*GIVEN PROBLEM A*
In the records further down, set down the lines exactly as they appear, beginning at the line that contains "task | one point per instance, each pair like [211, 80]" and continuing through the end of the records.

#### GIVEN TEXT

I thought I had opened up yout other 99 eyeballs!!!!

www.hobbs-black.com/bell-memorial/

Yout link shows a combustible canopy and would require protection per NFPA 13!

BUT!!!, would not be included in the main building fire area.

Or am I missing something in your  reply???


----------



## 100eyeballs (Aug 3, 2015)

Why do you say it's not part of a Fire Area? Are you looking at the difference between the two photos as one has occupied space above and one does not as to why one would be within the Fire Area definition?


----------



## mtlogcabin (Aug 3, 2015)

Same as installing an NFPA 13R system in an R Ocuppancy. The IBC requires an automatic sprinkler system throughout the "Fire Area" but a 13-R exempts certain rooms and the attic.


----------



## cda (Aug 3, 2015)

"""Areas of the building not provided with surrounding walls shall be included in the fire area if such areas are included within the horizontal projection of the roof or floor next above.""""

included in fire area::::

https://ixquick-proxy.com/do/spg/sho...41f398f407086c

Because the actual building projects over.

Not included in the fire area::::

www.hobbs-black.com/bell-memorial/

Because the actual building does not project over,,,,,

and the walls of the building create the fire area for the main building


----------



## cda (Aug 3, 2015)

from RLGA:

""""""Also, you have be careful when mentioning roof overhang as being part of the building area. Eaves and other architectural projections are not included in building area. The building area definition only states that "areas of the building not provided with surrounding walls" shall be included in the building area if they "are included within the horizontal projection of the roof or floor above." A roof overhang that constitutes an eave would not be included in building area. Neither would awnings or canopies that are attached to buildings, since they are not a projection of the roof above. """""

http://www.thebuildingcodeforum.com/forum/commercial-building-codes/6668-area-calculation-clarification.html


----------

########

*GIVEN PROBLEM B*
From the forum thread on fire areas above, extract the passage that begins at the words "Or am I missing" and ends after the words "Fire Area definition?", copying it word for word.

#### DATA FOR THE TASK

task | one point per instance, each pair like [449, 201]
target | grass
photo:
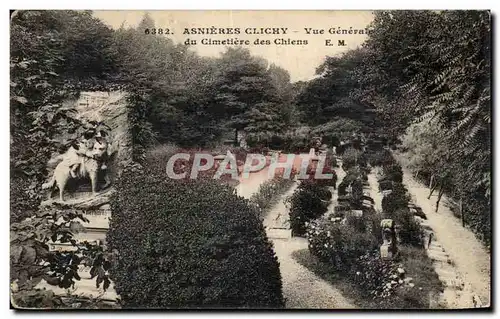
[416, 264]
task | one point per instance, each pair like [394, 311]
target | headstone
[388, 248]
[386, 192]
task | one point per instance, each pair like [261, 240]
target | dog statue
[87, 164]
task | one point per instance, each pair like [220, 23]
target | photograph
[271, 160]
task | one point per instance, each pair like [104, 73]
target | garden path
[301, 287]
[466, 259]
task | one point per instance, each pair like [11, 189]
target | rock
[105, 207]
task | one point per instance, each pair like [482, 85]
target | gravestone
[388, 249]
[111, 110]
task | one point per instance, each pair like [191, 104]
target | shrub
[376, 277]
[393, 172]
[339, 244]
[396, 200]
[308, 202]
[381, 157]
[410, 231]
[269, 192]
[351, 158]
[188, 243]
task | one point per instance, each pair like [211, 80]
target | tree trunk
[440, 194]
[462, 214]
[432, 191]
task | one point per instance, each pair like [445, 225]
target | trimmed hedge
[308, 202]
[189, 244]
[340, 244]
[269, 192]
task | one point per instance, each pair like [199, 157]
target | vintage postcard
[250, 160]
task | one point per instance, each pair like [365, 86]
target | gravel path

########

*RESPONSE A*
task | one point per instance, each pair like [211, 80]
target | tree trunk
[440, 194]
[462, 214]
[432, 191]
task | one point per instance, each pair like [445, 225]
target | trimmed hedge
[308, 202]
[189, 244]
[340, 244]
[269, 192]
task | one point per instance, each pair like [199, 157]
target | vintage postcard
[250, 160]
task | one point per instance, each pair like [365, 86]
target | gravel path

*RESPONSE B*
Or am I missing something in your  reply???


----------



## 100eyeballs (Aug 3, 2015)

Why do you say it's not part of a Fire Area? Are you looking at the difference between the two photos as one has occupied space above and one does not as to why one would be within the Fire Area definition?